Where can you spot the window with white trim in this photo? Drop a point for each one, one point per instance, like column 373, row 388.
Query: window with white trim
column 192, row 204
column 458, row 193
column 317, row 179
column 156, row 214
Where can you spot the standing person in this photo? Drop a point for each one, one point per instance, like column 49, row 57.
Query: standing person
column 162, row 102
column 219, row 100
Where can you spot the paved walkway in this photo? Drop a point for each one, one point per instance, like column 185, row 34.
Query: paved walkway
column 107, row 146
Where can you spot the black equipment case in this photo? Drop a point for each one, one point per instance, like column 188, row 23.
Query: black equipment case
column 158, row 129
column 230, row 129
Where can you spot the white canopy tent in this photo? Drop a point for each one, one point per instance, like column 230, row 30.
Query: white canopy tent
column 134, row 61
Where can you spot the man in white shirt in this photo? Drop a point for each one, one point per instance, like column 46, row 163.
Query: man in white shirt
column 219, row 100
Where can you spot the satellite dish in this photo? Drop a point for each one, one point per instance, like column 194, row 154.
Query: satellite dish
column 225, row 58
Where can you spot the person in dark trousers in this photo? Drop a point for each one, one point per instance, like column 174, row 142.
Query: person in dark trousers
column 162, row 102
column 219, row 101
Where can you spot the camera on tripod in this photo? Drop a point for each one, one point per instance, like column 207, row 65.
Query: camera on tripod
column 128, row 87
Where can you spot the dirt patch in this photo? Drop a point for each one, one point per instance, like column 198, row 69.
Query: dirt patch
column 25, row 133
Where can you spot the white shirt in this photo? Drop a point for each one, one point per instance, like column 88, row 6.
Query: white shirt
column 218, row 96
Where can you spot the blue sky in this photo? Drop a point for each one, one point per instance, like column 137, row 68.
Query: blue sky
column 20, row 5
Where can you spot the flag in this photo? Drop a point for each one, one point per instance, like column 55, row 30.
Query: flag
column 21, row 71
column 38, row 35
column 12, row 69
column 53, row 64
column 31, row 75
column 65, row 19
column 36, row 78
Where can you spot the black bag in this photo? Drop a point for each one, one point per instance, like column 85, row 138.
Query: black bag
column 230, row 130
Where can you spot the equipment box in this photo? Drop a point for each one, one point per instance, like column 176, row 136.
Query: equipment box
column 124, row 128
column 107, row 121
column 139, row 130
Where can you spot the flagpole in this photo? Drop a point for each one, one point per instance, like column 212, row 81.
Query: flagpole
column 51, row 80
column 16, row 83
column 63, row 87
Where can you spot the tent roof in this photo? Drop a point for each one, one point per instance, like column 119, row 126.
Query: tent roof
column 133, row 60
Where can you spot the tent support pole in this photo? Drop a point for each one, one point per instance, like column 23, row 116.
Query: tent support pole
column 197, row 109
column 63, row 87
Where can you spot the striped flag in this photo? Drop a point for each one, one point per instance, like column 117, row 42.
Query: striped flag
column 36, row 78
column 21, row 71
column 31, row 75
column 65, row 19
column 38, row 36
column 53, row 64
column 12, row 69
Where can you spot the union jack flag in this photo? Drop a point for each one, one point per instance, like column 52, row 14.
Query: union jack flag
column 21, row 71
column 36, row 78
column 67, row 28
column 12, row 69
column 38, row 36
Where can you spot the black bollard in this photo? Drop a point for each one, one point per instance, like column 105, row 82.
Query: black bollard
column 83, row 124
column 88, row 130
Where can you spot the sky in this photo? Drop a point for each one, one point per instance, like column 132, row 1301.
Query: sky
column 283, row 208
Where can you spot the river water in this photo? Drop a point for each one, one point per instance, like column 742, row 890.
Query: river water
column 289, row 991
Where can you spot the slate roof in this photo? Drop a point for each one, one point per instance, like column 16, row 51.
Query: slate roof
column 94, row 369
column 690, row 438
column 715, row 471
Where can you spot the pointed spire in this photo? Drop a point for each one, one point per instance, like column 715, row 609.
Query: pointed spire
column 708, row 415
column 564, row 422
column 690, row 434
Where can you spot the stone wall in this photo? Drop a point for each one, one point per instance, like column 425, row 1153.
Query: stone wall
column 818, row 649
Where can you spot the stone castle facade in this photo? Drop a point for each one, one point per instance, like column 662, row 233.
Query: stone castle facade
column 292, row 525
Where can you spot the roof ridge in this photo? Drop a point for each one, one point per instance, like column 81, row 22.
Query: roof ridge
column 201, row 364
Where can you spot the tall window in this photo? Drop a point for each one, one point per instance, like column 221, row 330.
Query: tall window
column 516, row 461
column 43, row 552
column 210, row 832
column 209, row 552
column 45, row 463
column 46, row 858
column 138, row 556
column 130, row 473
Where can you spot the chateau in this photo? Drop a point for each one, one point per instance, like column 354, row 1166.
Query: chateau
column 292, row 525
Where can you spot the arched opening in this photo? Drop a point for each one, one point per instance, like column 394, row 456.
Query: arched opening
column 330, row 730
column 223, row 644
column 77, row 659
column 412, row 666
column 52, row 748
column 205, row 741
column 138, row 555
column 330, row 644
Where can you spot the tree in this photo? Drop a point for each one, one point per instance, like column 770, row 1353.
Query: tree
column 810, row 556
_ _ _ _
▶ GOAL OF THE EXERCISE
This exercise calls for repeating every line of the data exactly.

▶ OUTPUT OF THE TASK
Where can you spot the window with white trim in this photo? Drop a point for each one, one point per instance, like column 373, row 388.
Query: window with white trim
column 192, row 204
column 458, row 193
column 317, row 179
column 156, row 214
Where can you spot the standing person in this photo? Drop a point for each one, one point per instance, like column 49, row 57.
Query: standing person
column 162, row 102
column 219, row 100
Where can you spot the paved walkway in this photo? Drop a point for each one, one point per instance, like column 185, row 34.
Query: paved walkway
column 107, row 146
Where can you spot the black equipment case in this photo? Drop a point for each one, one point per instance, like column 188, row 23.
Query: black equipment case
column 158, row 129
column 230, row 129
Where can you spot the white canopy tent in this photo? Drop a point for each one, one point per instance, like column 230, row 30.
Query: white canopy tent
column 134, row 61
Where can you spot the man in white shirt in this photo? Drop a point for each one, one point per instance, like column 46, row 163.
Query: man in white shirt
column 219, row 100
Where can you spot the satellite dish in this photo? Drop a point for each one, one point per instance, like column 194, row 154.
Query: satellite dish
column 225, row 58
Where can you spot the person in dark trousers in this photo? Drop a point for each one, one point per instance, like column 174, row 142.
Query: person in dark trousers
column 162, row 102
column 219, row 101
Where can you spot the camera on tripod in this photo? Drop a point for each one, one point per instance, like column 207, row 65.
Query: camera on tripod
column 128, row 87
Where can you spot the dirt patch in this photo? Drop a point for each one, one point per instance, like column 198, row 69.
Query: dirt patch
column 25, row 133
Where can you spot the white shirt in this photo? Drop a point for each one, one point per instance, like column 88, row 6.
Query: white shirt
column 218, row 96
Where can you spot the blue sky in this photo? Drop a point for each one, one point per instance, like column 137, row 68.
Query: blue sky
column 20, row 5
Where can you spot the flag in this photo? Drop a point for each one, one point per instance, like column 55, row 30.
Query: flag
column 21, row 71
column 38, row 35
column 12, row 69
column 53, row 64
column 31, row 75
column 65, row 19
column 36, row 78
Where can you spot the black bag in this photo? Drop a point for each one, one point per instance, like column 85, row 138.
Query: black bag
column 230, row 130
Where can you spot the equipment box in this photo? Drop a point for each one, one point per instance, like column 176, row 136.
Query: equipment box
column 124, row 128
column 107, row 121
column 139, row 130
Where can you spot the flagpole in this photo? Drop a point for each one, one point per instance, like column 212, row 81.
Query: flagpole
column 51, row 80
column 16, row 83
column 63, row 87
Where can you spot the tent roof in this photo? Drop a point for each one, one point per instance, like column 119, row 126.
Query: tent roof
column 133, row 60
Where can you spot the tent support pole in this photo? Drop a point for each one, one point per instance, like column 23, row 116.
Query: tent support pole
column 197, row 109
column 63, row 87
Where can you spot the striped flag in this photo? Drop a point for each one, one point per instance, like column 117, row 42.
Query: striped flag
column 36, row 78
column 21, row 71
column 31, row 75
column 65, row 19
column 38, row 36
column 53, row 64
column 12, row 69
Where can you spot the union jack flag in this photo? Drop a point for each one, one point per instance, like column 52, row 14.
Query: union jack flag
column 21, row 71
column 36, row 78
column 67, row 28
column 12, row 69
column 38, row 36
Where can you spot the black bollard in this photo? Drop a point for each one, one point per instance, like column 105, row 82.
Query: black bollard
column 83, row 124
column 88, row 130
Where can you spot the sky in this photo? Drop a point for each one, one point per instance, like column 132, row 1301.
Query: sky
column 283, row 208
Where can you spot the river water in this photo? Drop a point for each one, one point per instance, like column 742, row 890.
Query: river water
column 289, row 991
Where can you spot the slate roof in this photo? Drop a point for each one, one point per instance, like column 16, row 51.
Query: slate roof
column 94, row 369
column 690, row 438
column 715, row 471
Where can you spot the pointed spire in this photo? Drop a point for each one, one point per instance, like column 715, row 609.
Query: pointed spire
column 708, row 415
column 564, row 422
column 690, row 434
Where can you spot the stone wall in this photo? Drop a point for each one, one point per instance, like column 425, row 1153.
Query: stone wall
column 818, row 649
Where can you spot the stone castle facade in this photo? Drop a point for each one, one point per instance, like column 662, row 233.
Query: stone castle facade
column 292, row 525
Where can you spot the roof ridge in this photo? Drop a point for each one, one point per instance, like column 81, row 22.
Query: roof ridge
column 201, row 364
Where can you spot the tall window in this photo? Drop a point for each one, one point per instance, like column 221, row 330.
Query: tall window
column 516, row 461
column 43, row 552
column 210, row 832
column 209, row 552
column 45, row 463
column 46, row 858
column 138, row 556
column 130, row 473
Where can you spot the chateau in this photo? Drop a point for each one, one point per instance, like column 354, row 1166.
Query: chateau
column 292, row 525
Where can you spot the arched opening in this photo? Drop a point for each one, one point per instance, like column 394, row 456.
Query: arched opening
column 330, row 730
column 223, row 644
column 77, row 659
column 412, row 666
column 52, row 748
column 205, row 741
column 138, row 555
column 330, row 644
Where can you spot the tree in this photo? Drop a point for each one, one point per instance, like column 770, row 1353.
Query: tree
column 810, row 556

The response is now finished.